(YOUR INSTRUCTIONS):
Print the records from their start through the line that contains "(785, 314), (876, 359)", both ends included. Omit the pictures.

(MATERIAL PROVIDED):
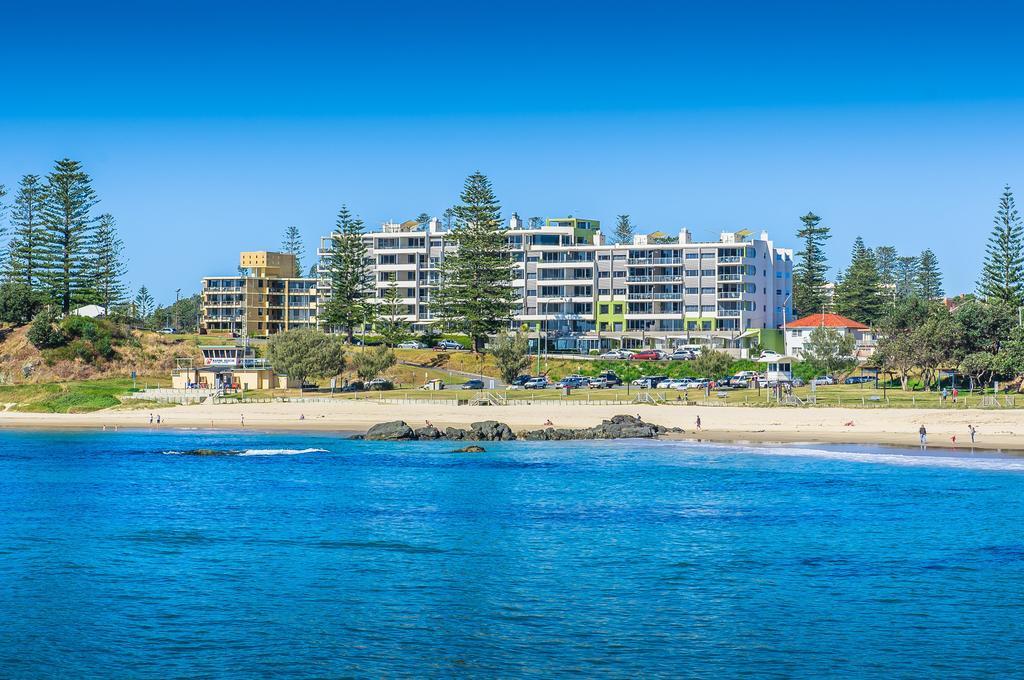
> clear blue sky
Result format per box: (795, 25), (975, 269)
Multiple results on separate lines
(0, 0), (1024, 302)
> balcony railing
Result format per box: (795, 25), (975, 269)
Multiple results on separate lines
(626, 257), (683, 264)
(626, 293), (683, 300)
(626, 274), (683, 284)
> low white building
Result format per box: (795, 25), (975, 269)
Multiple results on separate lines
(785, 314), (876, 359)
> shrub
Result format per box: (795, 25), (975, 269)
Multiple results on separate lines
(0, 281), (43, 326)
(29, 308), (68, 349)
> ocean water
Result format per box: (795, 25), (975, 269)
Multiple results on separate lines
(0, 430), (1024, 679)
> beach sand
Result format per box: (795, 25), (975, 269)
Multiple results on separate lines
(0, 399), (1024, 451)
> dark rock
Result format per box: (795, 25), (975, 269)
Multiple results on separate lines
(470, 420), (515, 441)
(416, 425), (444, 439)
(366, 420), (416, 441)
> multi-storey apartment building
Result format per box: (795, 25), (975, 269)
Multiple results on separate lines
(318, 215), (793, 350)
(202, 251), (316, 337)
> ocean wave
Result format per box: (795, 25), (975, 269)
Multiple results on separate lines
(239, 449), (328, 456)
(743, 447), (1024, 472)
(161, 449), (328, 456)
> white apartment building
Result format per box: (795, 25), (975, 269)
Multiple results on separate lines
(317, 215), (793, 351)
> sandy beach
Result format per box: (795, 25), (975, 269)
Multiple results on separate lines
(0, 399), (1024, 451)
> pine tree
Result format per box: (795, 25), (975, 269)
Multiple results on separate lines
(325, 200), (371, 343)
(281, 226), (306, 279)
(873, 246), (899, 287)
(978, 184), (1024, 307)
(92, 213), (128, 312)
(918, 249), (943, 300)
(135, 286), (155, 322)
(377, 273), (410, 347)
(432, 172), (519, 351)
(836, 237), (885, 325)
(8, 175), (46, 290)
(895, 255), (921, 300)
(612, 215), (633, 246)
(793, 212), (831, 316)
(40, 158), (97, 314)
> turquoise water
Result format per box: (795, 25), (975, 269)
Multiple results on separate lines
(0, 431), (1024, 678)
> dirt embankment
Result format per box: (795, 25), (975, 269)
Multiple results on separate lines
(0, 326), (201, 385)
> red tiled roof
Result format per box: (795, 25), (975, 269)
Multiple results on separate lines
(785, 314), (868, 331)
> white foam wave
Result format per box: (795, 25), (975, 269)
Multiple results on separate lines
(744, 447), (1024, 472)
(239, 449), (327, 456)
(161, 449), (328, 456)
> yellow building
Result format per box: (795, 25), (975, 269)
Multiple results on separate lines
(202, 251), (316, 337)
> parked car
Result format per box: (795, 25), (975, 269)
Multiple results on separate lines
(632, 376), (669, 389)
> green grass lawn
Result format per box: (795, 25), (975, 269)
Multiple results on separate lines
(0, 378), (168, 413)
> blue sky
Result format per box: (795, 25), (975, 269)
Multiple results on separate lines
(0, 1), (1024, 302)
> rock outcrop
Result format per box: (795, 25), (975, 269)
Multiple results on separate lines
(364, 420), (416, 441)
(355, 416), (683, 441)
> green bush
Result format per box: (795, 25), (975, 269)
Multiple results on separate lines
(29, 308), (68, 349)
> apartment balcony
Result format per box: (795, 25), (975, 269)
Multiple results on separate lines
(626, 293), (683, 300)
(626, 257), (683, 264)
(626, 274), (683, 284)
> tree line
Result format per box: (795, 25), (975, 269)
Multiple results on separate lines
(0, 158), (128, 323)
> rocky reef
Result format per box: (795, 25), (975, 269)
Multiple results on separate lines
(356, 416), (683, 441)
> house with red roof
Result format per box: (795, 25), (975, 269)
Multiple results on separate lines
(784, 314), (876, 359)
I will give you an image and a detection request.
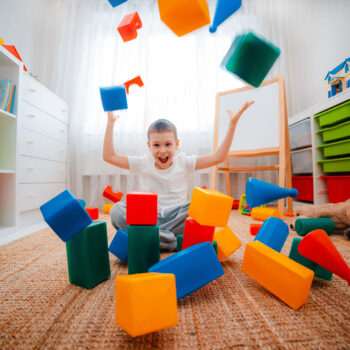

(REPLY TO THE EXERCISE):
> clear blue sky
Result format per box: (795, 25), (975, 269)
Multiple results on separate lines
(0, 0), (1024, 302)
> balcony railing
Result format per box: (795, 25), (975, 269)
Multiple results on separate lines
(626, 257), (683, 264)
(626, 293), (683, 300)
(626, 274), (683, 284)
> low white building
Result format per box: (795, 25), (975, 269)
Multiple results on separate lines
(785, 314), (876, 359)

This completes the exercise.